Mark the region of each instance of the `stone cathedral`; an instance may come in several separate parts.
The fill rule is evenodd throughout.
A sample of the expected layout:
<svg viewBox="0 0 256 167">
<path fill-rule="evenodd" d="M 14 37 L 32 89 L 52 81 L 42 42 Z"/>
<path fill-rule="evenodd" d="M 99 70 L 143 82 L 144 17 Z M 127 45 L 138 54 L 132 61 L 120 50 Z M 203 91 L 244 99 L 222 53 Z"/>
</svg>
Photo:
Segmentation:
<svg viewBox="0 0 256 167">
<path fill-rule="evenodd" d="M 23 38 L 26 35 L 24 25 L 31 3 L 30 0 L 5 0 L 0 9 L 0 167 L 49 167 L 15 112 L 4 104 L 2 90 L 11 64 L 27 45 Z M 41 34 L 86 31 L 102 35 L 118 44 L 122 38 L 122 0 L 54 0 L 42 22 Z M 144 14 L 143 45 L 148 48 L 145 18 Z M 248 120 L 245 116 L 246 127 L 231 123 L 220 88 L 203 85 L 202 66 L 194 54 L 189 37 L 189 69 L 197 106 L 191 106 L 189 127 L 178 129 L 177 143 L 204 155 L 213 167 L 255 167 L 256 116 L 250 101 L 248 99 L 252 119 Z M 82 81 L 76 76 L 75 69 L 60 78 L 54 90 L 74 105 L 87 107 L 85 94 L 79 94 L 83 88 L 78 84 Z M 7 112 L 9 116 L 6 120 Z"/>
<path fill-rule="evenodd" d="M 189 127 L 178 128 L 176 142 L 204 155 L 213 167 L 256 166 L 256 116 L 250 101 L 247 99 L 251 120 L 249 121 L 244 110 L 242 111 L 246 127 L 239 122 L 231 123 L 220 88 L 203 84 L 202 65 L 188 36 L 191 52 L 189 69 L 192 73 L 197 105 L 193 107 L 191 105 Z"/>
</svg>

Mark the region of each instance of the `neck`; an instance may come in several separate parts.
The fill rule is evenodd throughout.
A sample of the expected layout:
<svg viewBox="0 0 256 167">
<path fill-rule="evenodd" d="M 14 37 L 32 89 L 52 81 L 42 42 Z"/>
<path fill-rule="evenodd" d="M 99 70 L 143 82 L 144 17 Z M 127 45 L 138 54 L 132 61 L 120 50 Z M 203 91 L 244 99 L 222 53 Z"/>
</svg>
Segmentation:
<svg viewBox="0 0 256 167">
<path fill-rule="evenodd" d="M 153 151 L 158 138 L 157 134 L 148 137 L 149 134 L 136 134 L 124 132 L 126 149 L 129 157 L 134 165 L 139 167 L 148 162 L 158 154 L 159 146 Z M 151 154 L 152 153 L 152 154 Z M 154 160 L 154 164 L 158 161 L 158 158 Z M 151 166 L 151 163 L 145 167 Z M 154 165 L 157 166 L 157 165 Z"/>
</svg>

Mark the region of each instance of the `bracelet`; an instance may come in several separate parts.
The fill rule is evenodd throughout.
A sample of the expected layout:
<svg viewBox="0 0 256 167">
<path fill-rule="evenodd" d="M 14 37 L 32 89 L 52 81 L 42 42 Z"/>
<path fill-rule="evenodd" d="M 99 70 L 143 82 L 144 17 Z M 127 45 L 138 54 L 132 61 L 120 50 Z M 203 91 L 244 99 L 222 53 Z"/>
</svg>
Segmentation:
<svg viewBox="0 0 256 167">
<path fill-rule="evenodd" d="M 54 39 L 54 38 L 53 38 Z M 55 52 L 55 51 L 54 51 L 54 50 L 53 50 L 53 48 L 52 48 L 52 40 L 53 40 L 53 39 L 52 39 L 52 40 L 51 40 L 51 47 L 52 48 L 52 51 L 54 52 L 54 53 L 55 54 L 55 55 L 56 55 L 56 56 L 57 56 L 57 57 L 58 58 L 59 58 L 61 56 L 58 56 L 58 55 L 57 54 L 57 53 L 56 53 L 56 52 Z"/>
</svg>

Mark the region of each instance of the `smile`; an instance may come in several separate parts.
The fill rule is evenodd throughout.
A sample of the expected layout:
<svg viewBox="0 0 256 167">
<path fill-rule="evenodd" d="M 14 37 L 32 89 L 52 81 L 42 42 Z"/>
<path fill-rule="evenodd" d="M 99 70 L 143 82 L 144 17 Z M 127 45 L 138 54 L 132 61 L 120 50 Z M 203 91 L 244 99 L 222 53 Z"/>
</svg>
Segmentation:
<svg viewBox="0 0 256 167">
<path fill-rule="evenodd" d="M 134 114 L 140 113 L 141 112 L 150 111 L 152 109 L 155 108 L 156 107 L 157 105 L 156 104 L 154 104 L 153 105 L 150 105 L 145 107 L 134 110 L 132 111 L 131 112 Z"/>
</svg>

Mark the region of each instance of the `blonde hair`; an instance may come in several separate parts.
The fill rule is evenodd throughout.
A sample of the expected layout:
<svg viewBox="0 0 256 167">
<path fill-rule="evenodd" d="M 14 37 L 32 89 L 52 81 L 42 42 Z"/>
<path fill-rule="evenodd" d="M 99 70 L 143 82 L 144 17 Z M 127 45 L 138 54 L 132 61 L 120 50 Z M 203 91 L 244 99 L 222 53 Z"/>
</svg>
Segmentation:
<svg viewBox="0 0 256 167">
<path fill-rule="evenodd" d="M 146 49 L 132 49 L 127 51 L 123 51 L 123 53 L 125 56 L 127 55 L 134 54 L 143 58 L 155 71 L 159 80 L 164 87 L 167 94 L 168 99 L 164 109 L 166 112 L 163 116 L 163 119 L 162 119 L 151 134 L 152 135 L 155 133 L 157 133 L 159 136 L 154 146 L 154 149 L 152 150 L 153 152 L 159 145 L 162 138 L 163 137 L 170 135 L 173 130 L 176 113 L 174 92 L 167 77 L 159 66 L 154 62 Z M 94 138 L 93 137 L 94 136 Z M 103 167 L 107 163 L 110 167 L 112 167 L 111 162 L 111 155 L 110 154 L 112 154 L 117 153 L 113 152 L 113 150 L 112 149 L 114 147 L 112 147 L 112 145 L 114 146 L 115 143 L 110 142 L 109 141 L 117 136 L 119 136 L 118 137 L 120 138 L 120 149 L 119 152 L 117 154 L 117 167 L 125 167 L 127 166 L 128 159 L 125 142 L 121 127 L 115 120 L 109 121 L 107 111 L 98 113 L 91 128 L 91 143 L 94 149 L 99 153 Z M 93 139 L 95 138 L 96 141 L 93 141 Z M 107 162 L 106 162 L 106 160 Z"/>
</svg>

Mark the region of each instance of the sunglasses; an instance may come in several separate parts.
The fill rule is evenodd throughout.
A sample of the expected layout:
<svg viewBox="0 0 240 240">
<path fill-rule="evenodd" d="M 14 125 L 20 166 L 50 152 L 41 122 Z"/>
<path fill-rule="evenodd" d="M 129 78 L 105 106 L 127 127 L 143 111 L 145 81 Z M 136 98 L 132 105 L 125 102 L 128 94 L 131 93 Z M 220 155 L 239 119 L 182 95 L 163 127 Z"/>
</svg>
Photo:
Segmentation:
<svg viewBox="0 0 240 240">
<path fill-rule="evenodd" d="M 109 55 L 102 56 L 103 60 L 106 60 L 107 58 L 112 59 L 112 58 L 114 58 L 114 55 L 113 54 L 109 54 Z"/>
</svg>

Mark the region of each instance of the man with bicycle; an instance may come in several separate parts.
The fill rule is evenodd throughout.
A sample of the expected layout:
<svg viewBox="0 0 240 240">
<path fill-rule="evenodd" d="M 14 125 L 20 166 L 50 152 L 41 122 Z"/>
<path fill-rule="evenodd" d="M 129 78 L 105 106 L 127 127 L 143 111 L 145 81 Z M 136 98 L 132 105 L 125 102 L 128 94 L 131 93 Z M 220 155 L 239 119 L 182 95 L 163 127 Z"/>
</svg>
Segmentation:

------------

Transcribe the full listing above without leaving anything out.

▶ Correct output:
Mark the region of each instance of the `stone cathedral`; an instance may come in several separate parts.
The fill rule is evenodd throughout.
A sample of the expected layout:
<svg viewBox="0 0 256 167">
<path fill-rule="evenodd" d="M 14 37 L 32 89 L 52 81 L 42 42 Z"/>
<path fill-rule="evenodd" d="M 99 70 L 143 82 L 144 17 Z M 127 45 L 138 54 L 132 61 L 120 50 Z M 203 91 L 244 99 L 222 53 Z"/>
</svg>
Photo:
Segmentation:
<svg viewBox="0 0 256 167">
<path fill-rule="evenodd" d="M 23 38 L 26 35 L 24 25 L 31 3 L 30 0 L 5 0 L 0 9 L 0 167 L 49 167 L 15 112 L 4 104 L 2 90 L 11 64 L 27 45 Z M 41 34 L 86 31 L 102 35 L 118 44 L 122 38 L 122 0 L 54 0 L 42 22 Z M 144 14 L 143 45 L 148 48 L 145 18 Z M 248 120 L 245 116 L 246 127 L 231 123 L 220 88 L 203 85 L 202 66 L 194 54 L 189 37 L 189 69 L 197 106 L 191 106 L 189 127 L 178 129 L 177 143 L 204 155 L 213 167 L 255 167 L 256 116 L 250 101 L 248 99 L 252 119 Z M 82 81 L 76 76 L 75 69 L 60 78 L 54 90 L 74 105 L 87 107 L 85 94 L 79 94 L 83 88 L 78 84 Z M 7 112 L 9 116 L 6 120 Z"/>
<path fill-rule="evenodd" d="M 189 127 L 178 128 L 176 142 L 204 155 L 213 167 L 256 166 L 256 116 L 250 101 L 247 99 L 251 120 L 249 121 L 244 110 L 242 111 L 246 127 L 239 122 L 231 123 L 220 88 L 203 84 L 202 65 L 188 36 L 191 52 L 189 69 L 192 73 L 197 105 L 193 107 L 191 105 Z"/>
</svg>

Mark the region of each instance of the `neck`; an instance may come in several separate parts.
The fill rule is evenodd throughout.
A sample of the expected layout:
<svg viewBox="0 0 256 167">
<path fill-rule="evenodd" d="M 14 37 L 32 89 L 52 81 L 42 42 Z"/>
<path fill-rule="evenodd" d="M 99 70 L 143 82 L 144 17 Z M 127 45 L 138 54 L 132 61 L 120 50 Z M 203 91 L 244 99 L 222 53 Z"/>
</svg>
Segmentation:
<svg viewBox="0 0 256 167">
<path fill-rule="evenodd" d="M 153 151 L 158 138 L 157 134 L 148 137 L 149 134 L 136 134 L 124 132 L 126 149 L 129 157 L 134 165 L 139 167 L 148 162 L 158 154 L 159 146 Z M 151 154 L 152 153 L 152 154 Z M 154 160 L 154 164 L 158 161 L 158 158 Z M 151 166 L 151 163 L 145 167 Z M 154 165 L 157 166 L 157 165 Z"/>
</svg>

Mark the region of each instance of the `bracelet`; an instance may come in several separate parts.
The fill rule is evenodd throughout.
A sample of the expected layout:
<svg viewBox="0 0 256 167">
<path fill-rule="evenodd" d="M 14 37 L 32 89 L 52 81 L 42 42 Z"/>
<path fill-rule="evenodd" d="M 99 70 L 143 82 L 144 17 Z M 127 45 L 138 54 L 132 61 L 120 50 Z M 203 91 L 244 99 L 222 53 Z"/>
</svg>
Segmentation:
<svg viewBox="0 0 256 167">
<path fill-rule="evenodd" d="M 54 39 L 54 38 L 53 38 Z M 55 52 L 55 51 L 54 51 L 54 50 L 53 50 L 53 48 L 52 48 L 52 40 L 53 40 L 53 39 L 52 39 L 52 40 L 51 40 L 51 47 L 52 48 L 52 51 L 54 52 L 54 53 L 55 54 L 55 55 L 56 55 L 56 56 L 57 56 L 57 57 L 58 58 L 59 58 L 61 56 L 58 56 L 58 55 L 57 54 L 57 53 L 56 53 L 56 52 Z"/>
</svg>

Mark the region of each instance of the `smile`; an instance may come in several separate parts.
The fill rule is evenodd throughout.
A sample of the expected layout:
<svg viewBox="0 0 256 167">
<path fill-rule="evenodd" d="M 14 37 L 32 89 L 52 81 L 42 42 Z"/>
<path fill-rule="evenodd" d="M 99 70 L 143 82 L 144 17 Z M 127 45 L 138 54 L 132 61 L 120 50 Z M 203 91 L 244 99 L 222 53 Z"/>
</svg>
Segmentation:
<svg viewBox="0 0 256 167">
<path fill-rule="evenodd" d="M 134 114 L 140 113 L 141 112 L 150 111 L 152 109 L 155 108 L 156 107 L 157 105 L 156 104 L 154 104 L 153 105 L 150 105 L 145 107 L 134 110 L 132 111 L 131 112 Z"/>
</svg>

Mark the region of each instance of the `blonde hair`; an instance may come in several separate parts.
The fill rule is evenodd throughout.
A sample of the expected layout:
<svg viewBox="0 0 256 167">
<path fill-rule="evenodd" d="M 14 37 L 32 89 L 52 81 L 42 42 Z"/>
<path fill-rule="evenodd" d="M 99 70 L 143 82 L 144 17 Z M 127 45 L 138 54 L 132 61 L 120 50 Z M 203 91 L 244 99 L 222 53 Z"/>
</svg>
Segmentation:
<svg viewBox="0 0 256 167">
<path fill-rule="evenodd" d="M 146 49 L 132 49 L 127 51 L 123 51 L 123 53 L 125 56 L 127 55 L 134 54 L 143 58 L 155 71 L 159 80 L 164 87 L 167 94 L 168 99 L 164 109 L 166 112 L 163 116 L 163 119 L 162 119 L 151 134 L 152 135 L 155 133 L 157 133 L 159 136 L 154 146 L 154 149 L 152 150 L 153 152 L 159 145 L 162 138 L 163 137 L 170 135 L 173 130 L 176 113 L 174 92 L 167 77 L 159 66 L 154 62 Z M 94 138 L 93 137 L 94 136 Z M 103 167 L 107 163 L 110 167 L 112 167 L 111 162 L 111 155 L 110 154 L 112 154 L 117 153 L 113 152 L 113 150 L 112 149 L 114 147 L 112 147 L 112 145 L 114 146 L 115 143 L 110 142 L 109 141 L 117 136 L 119 136 L 118 137 L 120 138 L 120 149 L 119 152 L 117 154 L 117 167 L 125 167 L 127 166 L 128 159 L 125 142 L 121 127 L 115 120 L 109 121 L 107 111 L 98 113 L 91 128 L 91 143 L 94 149 L 99 153 Z M 93 139 L 95 138 L 96 141 L 93 141 Z M 107 162 L 106 162 L 106 160 Z"/>
</svg>

Mark the region of each instance of the sunglasses; an instance may come in several separate parts.
The fill rule is evenodd throughout.
A sample of the expected layout:
<svg viewBox="0 0 240 240">
<path fill-rule="evenodd" d="M 14 125 L 20 166 L 50 152 L 41 122 Z"/>
<path fill-rule="evenodd" d="M 129 78 L 105 106 L 127 127 L 143 111 L 145 81 Z M 136 98 L 132 105 L 125 102 L 128 94 L 131 93 Z M 220 155 L 239 119 L 182 95 L 163 127 Z"/>
</svg>
Photo:
Segmentation:
<svg viewBox="0 0 240 240">
<path fill-rule="evenodd" d="M 109 55 L 102 56 L 103 60 L 106 60 L 107 58 L 112 59 L 112 58 L 114 58 L 114 55 L 113 54 L 109 54 Z"/>
</svg>

Mark the region of each instance of the man with bicycle; an instance may come in several separate parts.
The fill rule is evenodd throughout.
A sample of the expected layout:
<svg viewBox="0 0 240 240">
<path fill-rule="evenodd" d="M 14 125 L 20 166 L 50 152 L 41 122 Z"/>
<path fill-rule="evenodd" d="M 129 78 L 105 106 L 127 127 L 143 111 L 145 81 Z M 136 98 L 132 105 L 125 102 L 128 94 L 131 93 Z M 220 155 L 239 119 L 182 95 L 163 127 Z"/>
</svg>
Segmentation:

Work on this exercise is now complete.